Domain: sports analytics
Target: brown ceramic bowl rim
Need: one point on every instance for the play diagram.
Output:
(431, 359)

* * * * *

=== What to work on ===
Give the data again in full, keeping every line as it was.

=== Output of the exercise ===
Domain: sports analytics
Target: brown ceramic bowl rim
Need: one point on every instance for the play diagram.
Output:
(431, 359)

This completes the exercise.